TASK DIRECTIONS
Your job is to return the whole listing unchanged while skipping its images.

DATA FOR THIS EXERCISE
-- Opening Marker --
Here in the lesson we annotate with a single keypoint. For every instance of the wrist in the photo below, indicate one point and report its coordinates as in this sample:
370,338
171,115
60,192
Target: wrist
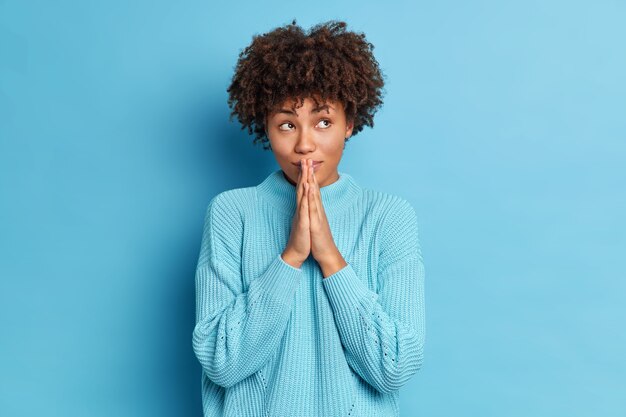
293,260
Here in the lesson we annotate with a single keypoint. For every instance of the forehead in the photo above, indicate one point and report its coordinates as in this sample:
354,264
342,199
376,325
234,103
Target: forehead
288,106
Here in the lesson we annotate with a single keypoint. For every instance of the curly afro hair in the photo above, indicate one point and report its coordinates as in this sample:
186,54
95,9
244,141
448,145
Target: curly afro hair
286,63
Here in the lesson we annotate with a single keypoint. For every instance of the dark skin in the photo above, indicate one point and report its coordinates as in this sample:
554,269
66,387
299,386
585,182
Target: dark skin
314,136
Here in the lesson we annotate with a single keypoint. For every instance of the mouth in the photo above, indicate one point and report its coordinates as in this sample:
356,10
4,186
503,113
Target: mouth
316,164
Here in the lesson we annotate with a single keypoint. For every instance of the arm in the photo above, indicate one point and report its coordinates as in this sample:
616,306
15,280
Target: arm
383,333
236,332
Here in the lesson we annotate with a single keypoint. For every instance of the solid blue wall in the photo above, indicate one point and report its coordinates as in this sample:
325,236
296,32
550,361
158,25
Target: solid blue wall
504,125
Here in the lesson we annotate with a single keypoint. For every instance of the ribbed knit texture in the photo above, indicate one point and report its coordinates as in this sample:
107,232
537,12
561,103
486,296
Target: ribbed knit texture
275,340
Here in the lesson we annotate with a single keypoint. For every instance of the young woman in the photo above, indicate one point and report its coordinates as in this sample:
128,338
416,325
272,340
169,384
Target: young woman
310,288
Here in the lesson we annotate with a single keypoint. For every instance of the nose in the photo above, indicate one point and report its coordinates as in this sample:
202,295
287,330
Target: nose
305,142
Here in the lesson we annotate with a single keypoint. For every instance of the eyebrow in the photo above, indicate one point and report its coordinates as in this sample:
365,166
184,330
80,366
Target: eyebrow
315,110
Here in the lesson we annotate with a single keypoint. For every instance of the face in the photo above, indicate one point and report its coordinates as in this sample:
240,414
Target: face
309,133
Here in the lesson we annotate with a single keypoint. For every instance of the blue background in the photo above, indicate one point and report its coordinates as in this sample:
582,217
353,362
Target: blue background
504,125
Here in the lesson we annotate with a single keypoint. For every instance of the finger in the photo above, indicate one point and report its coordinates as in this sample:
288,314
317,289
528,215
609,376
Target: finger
313,216
299,186
304,209
318,198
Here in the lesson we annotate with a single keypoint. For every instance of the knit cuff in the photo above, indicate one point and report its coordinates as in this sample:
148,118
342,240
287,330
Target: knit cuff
280,279
345,289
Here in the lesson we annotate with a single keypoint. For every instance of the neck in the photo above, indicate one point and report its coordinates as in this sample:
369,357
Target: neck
280,192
-- Closing Marker --
PROBLEM SOLUTION
Here in the lesson we annotate with a single keypoint. For every instance of the wrist in the photo below, indicate one point and report its coordinates as in this sample:
370,338
171,115
60,192
Target: wrist
293,260
Here in the lesson we annotate with a single keypoint. For every instance of the forehead in the photo above, indicate one point and report its coordinates as in this sample:
354,264
342,199
376,325
234,103
Target: forehead
288,106
Here in the lesson we annotate with a single keypoint. For every instance of the curly afro hair in the photo above, indicate one point and report its coordinates as in this sample:
186,54
95,9
244,141
448,145
Target: curly afro hair
286,63
Here in the lesson we annotate with a single keypoint. For every instance of the dark skin in the photo above, indicate one point and report its coordinates as in this sample:
554,269
66,387
299,386
585,182
Target: dark skin
314,136
Here in the lesson we annotate with a single keypoint. For every instance of the mouth in the photo above, indicate one point and report its coordinates as in this sample:
356,10
4,186
503,113
Target: mouth
316,164
Here in the lesson we annotate with a single keypoint. For every instance of the arm in the photo above, indicate one point and report its coordinates as in this sample:
616,306
15,280
Target: arm
383,333
236,332
Here in the lesson we annotate with a single keypoint. For every instance of the solid blue wall in the photo above, indicate one point and report its coordinates as in this sample:
325,236
296,32
550,361
158,25
Target: solid blue wall
504,125
Here in the lesson we annotate with a single keypoint. For every instance of the ribbed knit texture in the photo above, indicate one point and report its coordinates as in this sample:
107,232
537,12
561,103
486,296
Target: ribbed knit texture
275,340
Here in the lesson we annotate with a single keypoint. For every instance of the young woman in the photo above, indicate one point and report its coordinates as in this sample:
128,338
416,325
272,340
169,384
Target: young woman
310,288
Here in the lesson we annotate with a single keypoint. For every instance of the nose in the photo above, indicate one point and report its coordinates as in this sample:
202,295
287,330
Target: nose
305,142
Here in the lesson we annotate with a single keypoint. For every instance of the eyebrow in the photo above, indicate one point and report its coordinates as in this sample:
365,166
184,330
80,366
Target: eyebrow
315,110
Here in the lesson we annotate with a single keypoint. For every instance of the face in the photo above, indicate one point and report its coordinates as in this sample:
240,414
Target: face
309,133
Here in the lesson we annotate with a single keypoint. For every instance of the blue background in the photo above, indicate one point and report its coordinates as in this sample:
582,217
353,362
Target: blue background
504,125
Here in the lesson we annotate with a single keypoint. For every instance of the finger in the photo above, indicate one point and report its coordinates as in this sample:
288,314
317,289
528,215
609,376
Target: finger
313,216
299,186
304,209
318,198
Here in the lesson we annotate with a single keypoint. For every instance of the knit cuff in the photo above, indicate one point and report its coordinates as in this sample:
148,118
342,240
287,330
Target: knit cuff
280,279
345,289
Here in the lesson we annotate with a single keypoint. For every instance of the neck in the photo above, indicate one point and report its coordinates as in this sample:
369,357
Target: neck
280,192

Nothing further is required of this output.